++++ DOCUMENT TEXT
Angel Santiesteban, Translator: Regina Anavy
Cuban Television puts forth, in its horrible primetime schedule, another
program of manipulated news coming from Telesur, with a Venezuelan
ideologue-manipulator-agent-"journalist," Walter Martinez, who has
forgotten ethics and the first rule for a reporter: to report news
without adding his personal opinion, which in all cases is linked to an
ideology that he represents and that pays him, and therefore has a
particular interest (like a pirate without a hook he appears every night
on Cuban screens sniffing the rear ends of Chávez and Castro).
I would have to ask how much is the monetary gain in this matter, and
the advertising benefit received by the president of his country, to
lend his face and impudence to defend a socialism that, be it either
from the 20th or the 21st century, is the same scam. Like a virus, it
ruins the economy of our nations, and if Venezuelans want to be sure, go
for a ride around the island, but not by those hospital-hotels that make
it easier for their treatments, which I have nothing against, let alone
healing a human being from any country, but the mass-media function for
which they later are used. Let them go out on the streets, visit homes,
hospitals almost in ruins, without doctors, medicine or surgical tools, etc.
++++++++
**EXERCISE INSTRUCTIONS:**
A. In the commentary on Cuban Television's primetime schedule, which network is the program of manipulated news said to come from?
B. Carry on the commentary on Cuban Television and Walter Martinez, picking up right after its final sentence.
++++ RAW DATA
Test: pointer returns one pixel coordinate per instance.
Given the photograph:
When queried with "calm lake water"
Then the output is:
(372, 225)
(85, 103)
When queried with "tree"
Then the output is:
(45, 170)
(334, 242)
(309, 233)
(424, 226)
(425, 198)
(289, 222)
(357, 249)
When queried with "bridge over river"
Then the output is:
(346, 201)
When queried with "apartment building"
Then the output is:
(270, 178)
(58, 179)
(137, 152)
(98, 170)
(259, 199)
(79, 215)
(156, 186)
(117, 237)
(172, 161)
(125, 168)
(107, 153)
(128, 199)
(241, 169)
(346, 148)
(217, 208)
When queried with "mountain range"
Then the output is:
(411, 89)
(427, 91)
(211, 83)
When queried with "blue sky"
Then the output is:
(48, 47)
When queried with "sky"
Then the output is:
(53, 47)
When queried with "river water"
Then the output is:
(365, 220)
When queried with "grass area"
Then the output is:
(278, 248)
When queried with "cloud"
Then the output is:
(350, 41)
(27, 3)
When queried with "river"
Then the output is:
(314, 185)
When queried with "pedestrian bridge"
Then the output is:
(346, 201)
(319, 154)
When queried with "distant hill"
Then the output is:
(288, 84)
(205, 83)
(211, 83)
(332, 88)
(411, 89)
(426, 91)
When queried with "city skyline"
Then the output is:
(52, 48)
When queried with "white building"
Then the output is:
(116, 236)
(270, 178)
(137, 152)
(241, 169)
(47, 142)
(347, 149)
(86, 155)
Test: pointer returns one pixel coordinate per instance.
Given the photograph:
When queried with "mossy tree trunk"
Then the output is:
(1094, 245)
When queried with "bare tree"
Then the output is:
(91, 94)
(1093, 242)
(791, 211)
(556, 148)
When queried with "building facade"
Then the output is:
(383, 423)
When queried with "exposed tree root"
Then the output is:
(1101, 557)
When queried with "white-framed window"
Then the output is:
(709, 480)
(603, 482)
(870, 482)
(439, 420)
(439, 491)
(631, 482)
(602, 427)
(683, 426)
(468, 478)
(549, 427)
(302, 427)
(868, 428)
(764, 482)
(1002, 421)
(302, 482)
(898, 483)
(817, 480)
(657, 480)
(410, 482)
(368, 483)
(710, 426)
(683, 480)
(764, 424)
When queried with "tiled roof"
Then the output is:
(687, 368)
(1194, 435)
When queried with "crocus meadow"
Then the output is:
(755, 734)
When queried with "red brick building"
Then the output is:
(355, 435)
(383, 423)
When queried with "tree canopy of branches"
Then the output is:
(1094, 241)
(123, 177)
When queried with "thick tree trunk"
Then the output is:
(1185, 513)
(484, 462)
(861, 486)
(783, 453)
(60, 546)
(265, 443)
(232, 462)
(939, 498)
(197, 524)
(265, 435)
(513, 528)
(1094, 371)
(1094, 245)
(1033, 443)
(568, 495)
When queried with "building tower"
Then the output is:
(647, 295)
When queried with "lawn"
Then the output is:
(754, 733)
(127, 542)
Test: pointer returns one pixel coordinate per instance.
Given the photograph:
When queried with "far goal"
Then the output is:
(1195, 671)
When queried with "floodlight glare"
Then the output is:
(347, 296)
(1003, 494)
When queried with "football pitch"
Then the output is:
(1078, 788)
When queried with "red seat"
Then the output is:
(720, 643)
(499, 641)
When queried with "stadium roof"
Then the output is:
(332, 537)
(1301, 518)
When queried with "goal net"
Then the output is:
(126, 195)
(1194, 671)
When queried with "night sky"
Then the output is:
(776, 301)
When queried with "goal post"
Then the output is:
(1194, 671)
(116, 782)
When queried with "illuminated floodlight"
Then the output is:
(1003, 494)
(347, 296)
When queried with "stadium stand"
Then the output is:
++++++++
**ANSWERS TO THE EXERCISES:**
A. It comes from Telesur.

B.
To make matters worse for the Cuban people, in trying to educate us
across generations like automatons, remember that there are dozens of
programs that daily accommodate the official news chosen for political
censorship, with the exact narration for all media information, and
which are repeated as a torture for the rest of our existence. With two
hours a day, deploying the best technology and the highest production
costs, the inadvertent Roundtable show, which goes about building a
militarized anti-logic, attacking everything that smacks of capitalism,
its star attraction being the United States, then the right-wing
presidents. Before it was Aznar, now Sarkozy and Berlusconi, among so
many, while defending the Latin American Presidents who have allied
themselves with Chávez.
To this we must add the three newscasts, the kings of media
disinformation, who also go about justifying the international disasters
of their ideological peers. The ineptitude and excesses of the abysmal
administration of the Castro brothers of the weak national economy for
half a century. The constant radio news. The famous Radio Reloj, which
from minute to minute puts out the most incredible and unjustifiably
manipulated news. The written press: read six pages of one and you've
read all the rest. The daily Rebel Youth, which is no more than the
journal of the oldies in rebellion who are in power. The publication of
Workers, which is nothing other than the voice of betrayal of the Cuban
working class in the service of the tyrannical masters.
Throw in the printed organ of the Communist Party of Cuba (the only
party), the mother of all news, which picks and chooses what the people
of Cuba should know. The magazine Bohemia, that not in the worst moments
of past dictatorships was submissive or official. The provincial papers
governed and monitored by the regional Communist parties. The digital
news bulletins, also like parrots, copying what is accepted at the
request of political superiors.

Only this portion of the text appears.